== DIRECTIVE ==
Report each line of the records below that contains the word "stone". Case counts.

== LISTED RECORDS ==
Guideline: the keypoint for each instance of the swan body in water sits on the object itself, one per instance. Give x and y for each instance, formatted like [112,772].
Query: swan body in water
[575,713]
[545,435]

--

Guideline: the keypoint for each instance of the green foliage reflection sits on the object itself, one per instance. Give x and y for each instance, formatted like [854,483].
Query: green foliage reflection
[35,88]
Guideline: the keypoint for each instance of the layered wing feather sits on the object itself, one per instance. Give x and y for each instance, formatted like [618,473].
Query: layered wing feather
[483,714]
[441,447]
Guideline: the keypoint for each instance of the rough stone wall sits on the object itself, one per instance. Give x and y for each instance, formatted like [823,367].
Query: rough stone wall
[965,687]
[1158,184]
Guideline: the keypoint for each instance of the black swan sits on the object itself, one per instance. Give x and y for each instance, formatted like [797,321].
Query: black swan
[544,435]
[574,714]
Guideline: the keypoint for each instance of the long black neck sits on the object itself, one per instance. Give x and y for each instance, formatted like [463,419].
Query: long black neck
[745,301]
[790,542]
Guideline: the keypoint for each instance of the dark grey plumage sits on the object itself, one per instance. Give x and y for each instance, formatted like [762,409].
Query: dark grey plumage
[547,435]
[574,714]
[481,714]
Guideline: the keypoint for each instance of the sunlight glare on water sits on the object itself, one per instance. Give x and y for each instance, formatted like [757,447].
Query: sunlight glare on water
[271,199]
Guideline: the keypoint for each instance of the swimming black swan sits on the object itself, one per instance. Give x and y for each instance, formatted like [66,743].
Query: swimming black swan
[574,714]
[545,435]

== WRITTEN RESPONSE ==
Guideline: the keypoint for each instance of the rough stone wall sits on the object itself, one per instance. Give x and y for each instance, formatted like [823,367].
Query: rough stone wall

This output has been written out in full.